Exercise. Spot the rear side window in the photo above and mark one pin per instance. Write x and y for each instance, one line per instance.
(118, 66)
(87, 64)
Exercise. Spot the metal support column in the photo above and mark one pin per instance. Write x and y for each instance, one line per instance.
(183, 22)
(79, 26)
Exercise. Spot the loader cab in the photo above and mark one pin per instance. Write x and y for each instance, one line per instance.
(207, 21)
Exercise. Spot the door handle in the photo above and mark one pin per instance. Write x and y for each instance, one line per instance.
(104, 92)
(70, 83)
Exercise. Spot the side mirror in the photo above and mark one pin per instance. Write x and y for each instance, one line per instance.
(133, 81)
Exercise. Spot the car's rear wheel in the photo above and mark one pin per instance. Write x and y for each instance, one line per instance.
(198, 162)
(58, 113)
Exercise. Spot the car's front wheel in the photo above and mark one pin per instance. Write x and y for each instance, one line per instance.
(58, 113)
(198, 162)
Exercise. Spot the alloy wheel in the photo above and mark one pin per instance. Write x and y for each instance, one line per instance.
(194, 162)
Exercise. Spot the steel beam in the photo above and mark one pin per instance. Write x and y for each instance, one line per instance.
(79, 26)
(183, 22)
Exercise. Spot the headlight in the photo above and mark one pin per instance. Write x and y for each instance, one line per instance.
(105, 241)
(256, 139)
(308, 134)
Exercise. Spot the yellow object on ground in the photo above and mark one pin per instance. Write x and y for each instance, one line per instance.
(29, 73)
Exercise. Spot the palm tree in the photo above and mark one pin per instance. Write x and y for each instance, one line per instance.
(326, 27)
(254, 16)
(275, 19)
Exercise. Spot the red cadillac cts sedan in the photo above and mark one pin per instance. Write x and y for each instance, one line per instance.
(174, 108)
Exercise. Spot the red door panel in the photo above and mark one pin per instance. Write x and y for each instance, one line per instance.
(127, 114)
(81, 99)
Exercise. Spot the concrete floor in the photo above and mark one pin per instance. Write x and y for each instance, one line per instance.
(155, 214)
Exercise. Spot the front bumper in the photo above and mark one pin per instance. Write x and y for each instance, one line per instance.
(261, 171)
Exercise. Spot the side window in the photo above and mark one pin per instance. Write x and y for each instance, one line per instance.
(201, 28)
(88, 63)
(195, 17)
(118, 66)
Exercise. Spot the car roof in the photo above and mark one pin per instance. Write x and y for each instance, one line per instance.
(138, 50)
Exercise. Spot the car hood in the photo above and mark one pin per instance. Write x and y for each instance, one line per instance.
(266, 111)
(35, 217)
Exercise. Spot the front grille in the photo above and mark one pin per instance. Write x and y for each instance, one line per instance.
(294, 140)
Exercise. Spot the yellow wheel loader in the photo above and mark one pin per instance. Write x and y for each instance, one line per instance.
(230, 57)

────────────────────

Turn every one of the rows above into a Markdown table with two columns, No. and Content, giving each line its number and omitting any blank lines.

» Worked answer
| No. | Content |
|---|---|
| 1 | Exercise. Spot the rear side window in the photo above and mark one pin per instance. Write x and y for each instance, one line per instance. |
| 2 | (118, 66) |
| 3 | (87, 64) |
| 4 | Exercise. Spot the metal support column in the photo above and mark one pin per instance. Write x and y for each instance, one line per instance. |
| 5 | (183, 22) |
| 6 | (79, 26) |
| 7 | Exercise. Spot the loader cab in the photo above and mark one pin per instance. Write x and y for each instance, one line per instance. |
| 8 | (207, 21) |
| 9 | Exercise. Spot the door handle in the photo above and mark one pin per instance. Write x and y for each instance, one line per instance. |
| 10 | (104, 92) |
| 11 | (70, 83) |
| 12 | Exercise. Spot the side mirror in the photo above and mark one pin per instance. Write x and y for each instance, one line per instance. |
| 13 | (133, 81) |
| 14 | Exercise. Spot the car's rear wheel in the photo above and mark one pin per instance. Write x and y for each instance, one line per instance. |
| 15 | (198, 162) |
| 16 | (58, 113) |
| 17 | Exercise. Spot the car's front wheel in the photo above and mark one pin per instance. Write x and y for each instance, one line per instance. |
| 18 | (58, 113) |
| 19 | (198, 162) |
| 20 | Exercise. Spot the alloy wheel in the photo above and mark one pin per instance. Write x and y for each instance, one line per instance. |
| 21 | (194, 162) |
| 22 | Exercise. Spot the steel beam in the photo above and mark one pin per instance. Write x and y for each instance, one line per instance. |
| 23 | (79, 26) |
| 24 | (183, 22) |
| 25 | Exercise. Spot the headlight in the photo above and mark one pin per instance. Write x and y for each instance, one line per instance. |
| 26 | (105, 241) |
| 27 | (256, 139) |
| 28 | (308, 134) |
| 29 | Exercise. Spot the yellow object on ground in the photo above and mark one pin per instance. Write x and y for each instance, one line per instance. |
| 30 | (29, 73) |
| 31 | Exercise. Spot the palm tree in the photo above and mark one pin per instance. Write x and y for each instance, one line per instance. |
| 32 | (326, 27) |
| 33 | (254, 16) |
| 34 | (275, 19) |
| 35 | Exercise. Spot the red cadillac cts sedan in the photo above and mark one pin per instance. Write x and y for each instance, one line per instance. |
| 36 | (174, 108) |
| 37 | Exercise. Spot the red door panel in the photo above and mark one pin per instance. Write x and y for each instance, one line per instance. |
| 38 | (127, 114) |
| 39 | (81, 99) |
| 40 | Exercise. Spot the concrete floor in the photo above and mark one pin per instance. Write x and y for each instance, one line per instance. |
| 41 | (155, 214) |
| 42 | Exercise. Spot the front bumper in the photo above and mark one pin per instance. Write x and y for each instance, one line per instance. |
| 43 | (261, 171) |
| 44 | Exercise. Spot the side window in the photo above and mark one pin per instance. Write x and y for each instance, one line per instance. |
| 45 | (201, 28) |
| 46 | (88, 63) |
| 47 | (195, 17) |
| 48 | (118, 66) |
| 49 | Exercise. Spot the car roof in the photo above and mark one pin per instance. Write x and y for each instance, one line per instance. |
| 50 | (138, 50) |
| 51 | Exercise. Spot the car hood in the photo above and mark one pin per instance. Write x and y for each instance, one line per instance. |
| 52 | (266, 111) |
| 53 | (35, 217) |
| 54 | Exercise. Spot the front grille in the photo above and mark one pin per instance. Write x and y for each instance, one line per instance. |
| 55 | (294, 140) |
| 56 | Exercise. Spot the yellow wheel loader in the photo above and mark one pin per instance. Write x and y for each instance, one line per instance. |
| 57 | (230, 57) |